Set exercise » Count the lines in the entries below that contain the string "frame". Reply with the number alone.

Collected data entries
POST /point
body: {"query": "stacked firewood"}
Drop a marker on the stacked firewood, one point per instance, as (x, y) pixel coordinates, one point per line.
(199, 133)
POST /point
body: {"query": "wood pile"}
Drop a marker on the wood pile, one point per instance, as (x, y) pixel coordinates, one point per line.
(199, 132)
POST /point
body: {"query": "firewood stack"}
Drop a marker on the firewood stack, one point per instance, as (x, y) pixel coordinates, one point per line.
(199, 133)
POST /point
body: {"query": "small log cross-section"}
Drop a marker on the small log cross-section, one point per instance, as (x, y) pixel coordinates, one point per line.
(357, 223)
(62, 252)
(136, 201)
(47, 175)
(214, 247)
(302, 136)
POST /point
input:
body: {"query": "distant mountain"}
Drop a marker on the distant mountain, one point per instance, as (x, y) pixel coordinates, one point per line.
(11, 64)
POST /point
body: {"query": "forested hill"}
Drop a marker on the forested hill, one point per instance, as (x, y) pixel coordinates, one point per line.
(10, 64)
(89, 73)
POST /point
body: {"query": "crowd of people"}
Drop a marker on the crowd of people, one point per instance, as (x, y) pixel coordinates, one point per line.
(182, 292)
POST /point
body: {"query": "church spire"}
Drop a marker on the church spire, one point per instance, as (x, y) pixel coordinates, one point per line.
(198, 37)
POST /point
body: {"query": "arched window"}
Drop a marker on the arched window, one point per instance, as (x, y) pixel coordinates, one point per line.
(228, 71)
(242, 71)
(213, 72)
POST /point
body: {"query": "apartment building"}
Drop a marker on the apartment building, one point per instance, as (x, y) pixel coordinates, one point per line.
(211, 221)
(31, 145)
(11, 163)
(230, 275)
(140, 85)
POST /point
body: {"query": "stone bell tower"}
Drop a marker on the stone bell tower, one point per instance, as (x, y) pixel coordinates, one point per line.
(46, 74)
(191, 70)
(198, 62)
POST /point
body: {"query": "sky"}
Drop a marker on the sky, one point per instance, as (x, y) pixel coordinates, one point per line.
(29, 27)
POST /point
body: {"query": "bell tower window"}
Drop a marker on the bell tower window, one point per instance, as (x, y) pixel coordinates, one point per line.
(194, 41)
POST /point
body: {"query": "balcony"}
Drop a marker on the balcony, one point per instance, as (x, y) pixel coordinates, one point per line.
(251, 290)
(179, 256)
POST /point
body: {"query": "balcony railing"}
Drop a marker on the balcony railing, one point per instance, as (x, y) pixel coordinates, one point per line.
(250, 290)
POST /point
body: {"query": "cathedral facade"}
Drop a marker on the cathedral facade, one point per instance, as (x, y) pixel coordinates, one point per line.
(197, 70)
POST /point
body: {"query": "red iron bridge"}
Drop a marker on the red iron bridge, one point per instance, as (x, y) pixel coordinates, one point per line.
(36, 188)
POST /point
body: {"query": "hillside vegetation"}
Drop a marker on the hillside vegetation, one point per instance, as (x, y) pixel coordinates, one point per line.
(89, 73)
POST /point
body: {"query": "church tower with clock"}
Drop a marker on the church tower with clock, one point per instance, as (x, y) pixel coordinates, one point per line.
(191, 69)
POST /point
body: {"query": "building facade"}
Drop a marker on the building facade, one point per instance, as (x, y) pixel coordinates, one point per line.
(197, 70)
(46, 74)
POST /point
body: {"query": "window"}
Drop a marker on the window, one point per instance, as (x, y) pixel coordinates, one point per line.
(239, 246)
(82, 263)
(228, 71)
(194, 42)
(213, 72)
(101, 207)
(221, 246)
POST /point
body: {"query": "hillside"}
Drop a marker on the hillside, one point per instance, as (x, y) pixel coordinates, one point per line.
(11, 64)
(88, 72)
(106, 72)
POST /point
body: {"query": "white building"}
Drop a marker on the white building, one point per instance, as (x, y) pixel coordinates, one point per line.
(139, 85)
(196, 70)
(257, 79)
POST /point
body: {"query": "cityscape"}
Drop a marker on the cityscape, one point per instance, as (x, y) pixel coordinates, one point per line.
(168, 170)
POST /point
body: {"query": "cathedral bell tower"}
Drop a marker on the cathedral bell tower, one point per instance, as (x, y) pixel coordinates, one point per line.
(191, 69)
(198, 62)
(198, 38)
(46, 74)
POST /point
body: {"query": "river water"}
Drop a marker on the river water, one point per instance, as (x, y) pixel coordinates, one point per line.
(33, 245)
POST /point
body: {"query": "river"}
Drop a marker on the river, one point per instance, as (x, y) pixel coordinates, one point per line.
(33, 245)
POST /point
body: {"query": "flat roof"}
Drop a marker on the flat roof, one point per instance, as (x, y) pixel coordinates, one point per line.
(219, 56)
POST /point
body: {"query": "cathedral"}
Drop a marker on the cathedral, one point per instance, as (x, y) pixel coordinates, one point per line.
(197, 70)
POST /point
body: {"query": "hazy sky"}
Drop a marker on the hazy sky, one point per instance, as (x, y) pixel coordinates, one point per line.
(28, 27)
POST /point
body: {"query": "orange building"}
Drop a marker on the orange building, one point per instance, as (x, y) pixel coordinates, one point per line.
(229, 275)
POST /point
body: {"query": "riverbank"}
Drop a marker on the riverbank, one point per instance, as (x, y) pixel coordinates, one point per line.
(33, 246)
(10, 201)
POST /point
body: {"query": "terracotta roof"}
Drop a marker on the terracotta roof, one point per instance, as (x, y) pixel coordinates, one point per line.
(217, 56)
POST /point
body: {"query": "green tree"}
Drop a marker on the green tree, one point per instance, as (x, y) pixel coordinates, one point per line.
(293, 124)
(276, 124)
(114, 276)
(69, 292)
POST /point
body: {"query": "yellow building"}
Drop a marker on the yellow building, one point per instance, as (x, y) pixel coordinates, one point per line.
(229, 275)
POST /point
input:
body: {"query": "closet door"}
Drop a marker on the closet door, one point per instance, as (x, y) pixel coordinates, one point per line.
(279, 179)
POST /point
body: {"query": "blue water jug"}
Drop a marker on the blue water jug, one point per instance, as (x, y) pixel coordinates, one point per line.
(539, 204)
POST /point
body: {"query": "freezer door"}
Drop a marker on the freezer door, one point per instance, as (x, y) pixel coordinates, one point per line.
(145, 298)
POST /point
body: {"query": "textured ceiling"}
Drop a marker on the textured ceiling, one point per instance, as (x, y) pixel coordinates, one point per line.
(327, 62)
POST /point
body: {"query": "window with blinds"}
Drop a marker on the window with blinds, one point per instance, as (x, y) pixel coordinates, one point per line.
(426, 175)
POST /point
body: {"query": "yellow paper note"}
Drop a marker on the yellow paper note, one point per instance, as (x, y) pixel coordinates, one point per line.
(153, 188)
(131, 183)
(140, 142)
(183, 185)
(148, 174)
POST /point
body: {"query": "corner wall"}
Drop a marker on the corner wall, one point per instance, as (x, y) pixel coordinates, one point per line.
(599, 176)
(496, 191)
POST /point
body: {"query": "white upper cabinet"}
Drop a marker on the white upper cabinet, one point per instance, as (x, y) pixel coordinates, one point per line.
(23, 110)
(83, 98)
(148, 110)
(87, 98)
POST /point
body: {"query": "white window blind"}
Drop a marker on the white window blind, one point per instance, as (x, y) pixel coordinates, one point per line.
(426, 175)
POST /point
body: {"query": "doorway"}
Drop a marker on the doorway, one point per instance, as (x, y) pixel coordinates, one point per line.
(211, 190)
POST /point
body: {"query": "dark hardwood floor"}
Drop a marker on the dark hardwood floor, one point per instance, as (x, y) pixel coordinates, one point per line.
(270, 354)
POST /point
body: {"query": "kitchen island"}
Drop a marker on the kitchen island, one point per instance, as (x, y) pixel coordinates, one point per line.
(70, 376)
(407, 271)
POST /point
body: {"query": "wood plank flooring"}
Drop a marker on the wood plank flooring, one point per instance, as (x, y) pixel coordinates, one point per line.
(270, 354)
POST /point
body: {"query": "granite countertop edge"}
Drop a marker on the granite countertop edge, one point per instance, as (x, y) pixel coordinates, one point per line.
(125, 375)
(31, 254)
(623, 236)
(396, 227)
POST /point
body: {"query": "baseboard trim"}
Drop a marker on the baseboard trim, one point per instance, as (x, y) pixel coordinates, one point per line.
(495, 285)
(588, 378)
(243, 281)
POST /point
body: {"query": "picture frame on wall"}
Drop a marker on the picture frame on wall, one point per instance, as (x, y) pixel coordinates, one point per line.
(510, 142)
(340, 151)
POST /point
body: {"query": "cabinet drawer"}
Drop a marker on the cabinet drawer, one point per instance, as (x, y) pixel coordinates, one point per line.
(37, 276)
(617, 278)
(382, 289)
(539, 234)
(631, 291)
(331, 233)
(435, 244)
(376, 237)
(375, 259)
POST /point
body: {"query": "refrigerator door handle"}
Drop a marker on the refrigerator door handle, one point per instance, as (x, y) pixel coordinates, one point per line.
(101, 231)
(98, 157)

Final result » 2